:: SUPPLIED TEXT ::
Sunday, January 3, 2016

Top Investments for 2016

2015 Year in Review

The story of 2015 was the carnage in commodities and the weak Canadian Dollar.  This has been a reoccurring theme on this blog.  This is what I said last year.

"Fellow Canadians could have benefited from the fall in commodities by not owning Canadian Dollars.  Canadians who invested in the US not only realized out sized gains this year, they also realized foreign currency gains that contributed an additional 7% to their returns.
I figured it was only a matter of time before oil fell and boy did it in fall off a cliff in 2014.  Similarly, the falling Canadian dollar was another theme that continued in 2014.  As I have said before this is a great way to be short commodities since the Canadian dollar is very closely tied to commodity prices."

By owning USD assets, the gain for Canadians was 19% this past year.  Here is what happened to commodities in 2015. 


2015 Market Returns





Market returns were mostly flat with the commodity heavy TSX falling the most.  As most Canadians are now aware, it was a fantastic year to own USD assets.   


2015 Stock Recommendations

So how did the stock recommendations for 2015 turn out?  Total returns include dividends and I also included what the total returns were in Canadian dollars (CAD).  Overall the results were terrible but were helped greatly by the falling Canadian dollar.   




Despite the very poor returns, I still like many of the names on the list.  They are cheap and some got really cheap this year.  That is the way it goes some times. 

Since I have been at this blog for 5 years now, I thought I would include the following graph.  Picks on this blog have soundly trounced the Canadian market. 

 


Top Investments for 2016

IBM (NYSE – IBM, $137.58)

Ezcorp (NASDAQ - EZPW, $4.99)

POSCO (NYSE - PKX (ADR), $35.36)

Peyto Exploration (TSX - PEY, $24.87)

Russel Metals (TSX - RUS, $16.07)

:: THE PROBLEM ::
Which companies does the blog post on 2016 investments list as its top picks for the year?

:: COLLECTED DATA ::
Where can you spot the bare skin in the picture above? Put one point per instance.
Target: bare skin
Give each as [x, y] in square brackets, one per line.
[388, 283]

:: TASK RESPONSE ::
IBM, Ezcorp, POSCO, Peyto Exploration, Russel Metals